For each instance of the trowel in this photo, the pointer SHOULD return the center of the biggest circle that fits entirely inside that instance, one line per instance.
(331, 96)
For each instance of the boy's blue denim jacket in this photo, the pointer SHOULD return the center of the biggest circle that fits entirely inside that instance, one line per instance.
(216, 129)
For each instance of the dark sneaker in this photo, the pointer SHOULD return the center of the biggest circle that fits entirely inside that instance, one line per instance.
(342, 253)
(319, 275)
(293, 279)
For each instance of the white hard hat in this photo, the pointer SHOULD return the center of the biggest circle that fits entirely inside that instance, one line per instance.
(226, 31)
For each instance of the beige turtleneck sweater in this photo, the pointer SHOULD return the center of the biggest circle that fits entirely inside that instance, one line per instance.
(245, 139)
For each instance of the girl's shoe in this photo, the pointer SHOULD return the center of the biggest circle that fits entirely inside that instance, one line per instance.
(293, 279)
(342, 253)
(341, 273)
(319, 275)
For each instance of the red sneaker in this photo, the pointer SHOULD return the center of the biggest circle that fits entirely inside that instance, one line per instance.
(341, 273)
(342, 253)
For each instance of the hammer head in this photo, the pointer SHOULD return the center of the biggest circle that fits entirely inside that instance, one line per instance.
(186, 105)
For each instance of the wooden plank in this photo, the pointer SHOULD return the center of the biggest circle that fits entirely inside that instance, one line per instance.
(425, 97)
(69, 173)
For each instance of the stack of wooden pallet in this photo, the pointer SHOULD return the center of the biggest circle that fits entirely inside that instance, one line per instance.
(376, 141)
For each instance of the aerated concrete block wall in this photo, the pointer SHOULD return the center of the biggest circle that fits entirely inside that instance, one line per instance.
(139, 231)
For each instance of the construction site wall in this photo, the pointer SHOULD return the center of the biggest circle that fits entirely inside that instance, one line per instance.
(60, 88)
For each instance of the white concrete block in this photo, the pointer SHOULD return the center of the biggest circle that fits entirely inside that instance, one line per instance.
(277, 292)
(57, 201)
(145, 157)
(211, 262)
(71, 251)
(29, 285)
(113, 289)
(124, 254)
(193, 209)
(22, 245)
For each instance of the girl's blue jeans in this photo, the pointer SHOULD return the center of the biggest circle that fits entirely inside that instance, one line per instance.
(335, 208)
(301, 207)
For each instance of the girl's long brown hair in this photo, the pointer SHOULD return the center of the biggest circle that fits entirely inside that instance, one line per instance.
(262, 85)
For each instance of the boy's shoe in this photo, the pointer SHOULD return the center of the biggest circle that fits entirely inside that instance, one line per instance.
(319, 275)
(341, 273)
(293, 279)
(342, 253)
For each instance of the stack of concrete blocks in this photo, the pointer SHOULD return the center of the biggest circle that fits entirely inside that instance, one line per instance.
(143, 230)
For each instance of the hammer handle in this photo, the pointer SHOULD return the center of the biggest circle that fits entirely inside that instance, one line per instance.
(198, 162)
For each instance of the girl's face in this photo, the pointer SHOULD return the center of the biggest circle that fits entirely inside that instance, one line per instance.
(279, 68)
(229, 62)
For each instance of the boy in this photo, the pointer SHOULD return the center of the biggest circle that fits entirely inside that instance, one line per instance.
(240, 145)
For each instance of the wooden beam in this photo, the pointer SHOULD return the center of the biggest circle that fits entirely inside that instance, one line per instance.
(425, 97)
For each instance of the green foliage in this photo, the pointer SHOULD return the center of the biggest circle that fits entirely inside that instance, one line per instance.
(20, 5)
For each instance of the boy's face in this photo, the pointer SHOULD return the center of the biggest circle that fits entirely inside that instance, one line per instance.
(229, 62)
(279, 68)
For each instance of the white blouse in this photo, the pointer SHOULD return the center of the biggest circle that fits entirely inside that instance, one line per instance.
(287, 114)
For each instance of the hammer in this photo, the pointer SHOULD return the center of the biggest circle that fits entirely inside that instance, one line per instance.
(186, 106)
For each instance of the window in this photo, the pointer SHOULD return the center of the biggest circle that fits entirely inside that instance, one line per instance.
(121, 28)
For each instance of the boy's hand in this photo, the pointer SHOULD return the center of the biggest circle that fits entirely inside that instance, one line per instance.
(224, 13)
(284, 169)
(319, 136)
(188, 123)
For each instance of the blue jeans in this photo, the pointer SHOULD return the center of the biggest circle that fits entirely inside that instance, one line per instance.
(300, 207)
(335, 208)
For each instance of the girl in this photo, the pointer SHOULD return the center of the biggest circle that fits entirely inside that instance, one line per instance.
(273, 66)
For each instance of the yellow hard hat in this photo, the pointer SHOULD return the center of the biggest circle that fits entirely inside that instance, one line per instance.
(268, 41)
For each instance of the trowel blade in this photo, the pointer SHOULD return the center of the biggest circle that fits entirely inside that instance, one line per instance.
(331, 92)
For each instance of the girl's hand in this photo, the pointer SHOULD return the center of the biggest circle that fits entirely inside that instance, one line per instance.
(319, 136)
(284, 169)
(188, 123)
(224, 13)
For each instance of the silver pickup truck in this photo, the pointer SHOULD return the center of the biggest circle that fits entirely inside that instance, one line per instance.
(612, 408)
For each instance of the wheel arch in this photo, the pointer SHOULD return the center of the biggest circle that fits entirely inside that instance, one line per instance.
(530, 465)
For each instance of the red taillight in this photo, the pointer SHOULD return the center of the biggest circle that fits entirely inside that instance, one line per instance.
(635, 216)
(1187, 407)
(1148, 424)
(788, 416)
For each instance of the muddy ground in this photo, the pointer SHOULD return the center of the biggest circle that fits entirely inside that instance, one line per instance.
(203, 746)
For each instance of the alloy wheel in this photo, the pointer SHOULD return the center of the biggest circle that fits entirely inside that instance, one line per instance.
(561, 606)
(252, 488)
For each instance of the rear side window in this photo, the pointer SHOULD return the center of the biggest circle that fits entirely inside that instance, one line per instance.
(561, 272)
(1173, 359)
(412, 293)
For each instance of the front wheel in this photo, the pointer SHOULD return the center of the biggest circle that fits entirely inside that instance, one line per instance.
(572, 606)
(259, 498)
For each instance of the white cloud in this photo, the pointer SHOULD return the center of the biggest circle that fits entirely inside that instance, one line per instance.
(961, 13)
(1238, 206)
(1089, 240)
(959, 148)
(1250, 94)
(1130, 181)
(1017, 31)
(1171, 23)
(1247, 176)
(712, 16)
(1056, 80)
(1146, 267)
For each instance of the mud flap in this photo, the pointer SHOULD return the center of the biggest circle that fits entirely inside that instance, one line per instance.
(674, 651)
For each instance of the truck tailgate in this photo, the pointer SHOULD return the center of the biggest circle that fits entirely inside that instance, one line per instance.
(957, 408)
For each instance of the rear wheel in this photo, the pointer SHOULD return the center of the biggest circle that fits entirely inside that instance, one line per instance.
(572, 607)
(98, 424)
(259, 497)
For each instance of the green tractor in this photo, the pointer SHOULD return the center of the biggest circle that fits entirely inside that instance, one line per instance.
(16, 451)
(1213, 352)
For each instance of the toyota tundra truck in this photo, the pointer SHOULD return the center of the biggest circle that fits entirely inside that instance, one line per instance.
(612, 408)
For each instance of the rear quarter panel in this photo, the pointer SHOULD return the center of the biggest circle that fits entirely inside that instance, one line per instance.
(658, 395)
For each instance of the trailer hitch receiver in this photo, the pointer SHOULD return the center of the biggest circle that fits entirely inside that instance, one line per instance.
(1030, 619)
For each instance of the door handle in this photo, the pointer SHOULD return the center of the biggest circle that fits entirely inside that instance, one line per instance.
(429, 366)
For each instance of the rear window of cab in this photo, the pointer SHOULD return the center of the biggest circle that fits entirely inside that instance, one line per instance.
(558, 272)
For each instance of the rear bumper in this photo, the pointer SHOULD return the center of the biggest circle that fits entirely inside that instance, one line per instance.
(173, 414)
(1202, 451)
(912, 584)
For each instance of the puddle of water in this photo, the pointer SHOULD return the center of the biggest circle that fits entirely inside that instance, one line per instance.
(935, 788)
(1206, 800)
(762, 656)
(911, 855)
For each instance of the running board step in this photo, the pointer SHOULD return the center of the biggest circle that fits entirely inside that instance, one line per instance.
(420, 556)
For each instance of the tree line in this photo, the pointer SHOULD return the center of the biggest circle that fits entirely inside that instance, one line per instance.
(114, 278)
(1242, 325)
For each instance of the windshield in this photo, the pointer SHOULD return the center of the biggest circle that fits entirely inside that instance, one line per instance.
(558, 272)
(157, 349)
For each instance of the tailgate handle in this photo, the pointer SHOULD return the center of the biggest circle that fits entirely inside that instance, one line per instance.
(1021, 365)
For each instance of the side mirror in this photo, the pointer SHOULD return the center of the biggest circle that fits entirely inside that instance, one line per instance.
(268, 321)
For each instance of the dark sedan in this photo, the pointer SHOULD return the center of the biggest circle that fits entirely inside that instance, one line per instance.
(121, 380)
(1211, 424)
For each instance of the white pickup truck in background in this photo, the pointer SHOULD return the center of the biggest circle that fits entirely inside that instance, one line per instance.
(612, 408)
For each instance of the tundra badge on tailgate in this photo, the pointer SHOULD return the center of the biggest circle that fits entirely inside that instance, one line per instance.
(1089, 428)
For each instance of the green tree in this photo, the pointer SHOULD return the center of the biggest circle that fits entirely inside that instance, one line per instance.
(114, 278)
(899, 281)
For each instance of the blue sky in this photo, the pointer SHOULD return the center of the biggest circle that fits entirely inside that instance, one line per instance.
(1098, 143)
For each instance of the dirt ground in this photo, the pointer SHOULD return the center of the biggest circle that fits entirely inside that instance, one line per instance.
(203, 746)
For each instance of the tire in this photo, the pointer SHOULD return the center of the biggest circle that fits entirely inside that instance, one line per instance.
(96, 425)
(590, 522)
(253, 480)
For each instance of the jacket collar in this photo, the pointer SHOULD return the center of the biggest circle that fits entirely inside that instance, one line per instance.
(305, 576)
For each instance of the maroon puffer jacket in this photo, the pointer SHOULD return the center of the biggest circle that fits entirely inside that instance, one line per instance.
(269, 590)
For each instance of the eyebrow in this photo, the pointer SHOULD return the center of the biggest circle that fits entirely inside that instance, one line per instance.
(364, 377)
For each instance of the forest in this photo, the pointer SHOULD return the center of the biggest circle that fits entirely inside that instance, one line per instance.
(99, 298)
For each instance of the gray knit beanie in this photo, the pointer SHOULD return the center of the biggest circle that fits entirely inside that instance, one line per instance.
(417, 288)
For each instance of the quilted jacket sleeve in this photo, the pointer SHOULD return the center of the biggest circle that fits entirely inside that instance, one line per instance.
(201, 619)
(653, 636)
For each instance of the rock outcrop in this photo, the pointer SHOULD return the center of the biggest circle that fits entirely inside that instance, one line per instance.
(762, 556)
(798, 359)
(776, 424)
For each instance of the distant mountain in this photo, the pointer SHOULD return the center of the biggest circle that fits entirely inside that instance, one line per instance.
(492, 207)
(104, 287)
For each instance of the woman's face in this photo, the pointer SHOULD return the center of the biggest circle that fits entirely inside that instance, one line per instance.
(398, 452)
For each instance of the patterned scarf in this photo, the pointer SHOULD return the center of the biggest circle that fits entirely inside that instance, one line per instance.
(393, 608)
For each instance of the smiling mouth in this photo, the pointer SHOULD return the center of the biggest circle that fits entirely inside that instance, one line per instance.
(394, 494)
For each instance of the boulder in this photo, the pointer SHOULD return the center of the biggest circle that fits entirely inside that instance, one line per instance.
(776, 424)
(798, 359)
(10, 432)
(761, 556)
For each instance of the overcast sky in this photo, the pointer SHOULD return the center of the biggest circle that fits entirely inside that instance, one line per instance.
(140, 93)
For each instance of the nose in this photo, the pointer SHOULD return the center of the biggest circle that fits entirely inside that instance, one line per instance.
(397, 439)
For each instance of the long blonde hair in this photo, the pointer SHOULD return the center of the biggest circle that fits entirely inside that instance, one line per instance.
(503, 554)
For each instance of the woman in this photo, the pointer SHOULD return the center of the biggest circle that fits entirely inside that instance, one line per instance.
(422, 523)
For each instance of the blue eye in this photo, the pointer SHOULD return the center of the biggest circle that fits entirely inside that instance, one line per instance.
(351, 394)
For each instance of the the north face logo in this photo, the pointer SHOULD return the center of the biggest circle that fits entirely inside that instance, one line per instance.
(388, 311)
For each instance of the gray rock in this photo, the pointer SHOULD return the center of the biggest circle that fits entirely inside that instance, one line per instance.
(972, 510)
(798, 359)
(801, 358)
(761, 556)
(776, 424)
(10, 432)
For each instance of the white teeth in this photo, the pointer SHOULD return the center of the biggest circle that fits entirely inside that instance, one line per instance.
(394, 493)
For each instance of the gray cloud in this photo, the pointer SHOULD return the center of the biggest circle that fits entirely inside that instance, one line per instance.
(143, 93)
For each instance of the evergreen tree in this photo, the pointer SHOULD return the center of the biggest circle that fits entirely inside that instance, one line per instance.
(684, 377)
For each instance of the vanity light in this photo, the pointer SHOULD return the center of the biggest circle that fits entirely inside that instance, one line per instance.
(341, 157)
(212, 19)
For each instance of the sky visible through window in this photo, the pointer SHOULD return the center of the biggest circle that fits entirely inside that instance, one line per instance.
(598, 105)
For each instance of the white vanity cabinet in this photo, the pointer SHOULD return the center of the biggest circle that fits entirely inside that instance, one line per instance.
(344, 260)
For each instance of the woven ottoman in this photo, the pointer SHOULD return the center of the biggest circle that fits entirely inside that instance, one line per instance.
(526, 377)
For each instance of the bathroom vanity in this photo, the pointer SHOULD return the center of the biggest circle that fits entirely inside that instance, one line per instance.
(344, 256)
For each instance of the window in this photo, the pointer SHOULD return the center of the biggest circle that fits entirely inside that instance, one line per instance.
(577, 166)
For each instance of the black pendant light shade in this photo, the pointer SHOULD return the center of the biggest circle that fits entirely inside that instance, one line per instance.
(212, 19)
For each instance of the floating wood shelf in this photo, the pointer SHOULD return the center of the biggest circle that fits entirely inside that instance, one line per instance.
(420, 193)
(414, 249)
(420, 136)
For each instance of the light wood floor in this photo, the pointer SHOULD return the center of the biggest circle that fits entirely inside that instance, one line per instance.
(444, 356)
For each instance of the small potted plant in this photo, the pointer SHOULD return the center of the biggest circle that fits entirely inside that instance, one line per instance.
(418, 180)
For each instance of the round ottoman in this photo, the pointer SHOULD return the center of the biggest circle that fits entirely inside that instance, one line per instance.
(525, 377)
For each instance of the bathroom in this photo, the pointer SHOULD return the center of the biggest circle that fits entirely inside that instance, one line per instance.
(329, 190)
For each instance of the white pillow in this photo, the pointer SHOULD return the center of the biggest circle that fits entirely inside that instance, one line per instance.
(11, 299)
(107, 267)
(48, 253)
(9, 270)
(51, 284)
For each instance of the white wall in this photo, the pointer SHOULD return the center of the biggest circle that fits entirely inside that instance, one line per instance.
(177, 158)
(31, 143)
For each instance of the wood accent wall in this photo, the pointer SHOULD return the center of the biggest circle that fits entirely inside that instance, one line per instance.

- **YOUR GOAL**
Everything from the line with "For each instance of the black" to the end of the listing, and only that, is to be set down exactly, line by line.

- **WRITTEN SOLUTION**
For each instance of the black pendant light shade in this photo, the pointer SHOULD return the center of the biggest circle that fits entirely inside that instance, one line per instance.
(212, 19)
For each instance of the floating wood shelf in this photo, the pointer SHOULD return the center of the biggest circle that fits entirely inside that instance, one line per instance.
(420, 193)
(414, 249)
(420, 136)
For each instance of the light wood floor in this photo, the pointer SHOULD return the center of the biggest circle that fits entirely inside that instance, one line per instance.
(444, 356)
For each instance of the small potted plant in this photo, the pointer SHOULD return the center of the biggest circle that fits entirely inside that instance, one line per instance.
(418, 180)
For each instance of the round ottoman in this photo, the pointer SHOULD return the center of the biggest circle that fits entirely inside that instance, one line per instance.
(525, 377)
For each instance of the bathroom in this photo, the pointer SHOULD return the center of the biggest circle that fits entirely inside that instance, one line per instance.
(329, 190)
For each instance of the white pillow in this photo, the pointer SHOULD return the center of the biggest circle that fits entirely inside that instance, one line per instance.
(11, 299)
(107, 267)
(48, 253)
(9, 270)
(51, 284)
For each instance of the white wall in this photo, the pointer SHOULD return the center of the biggest circle that fits entirely inside that instance, one line per instance.
(177, 158)
(31, 143)
For each instance of the wood accent wall in this photo, the pointer SHOULD return the center of the biggest circle that fits entirely inside that instance, one line per instance.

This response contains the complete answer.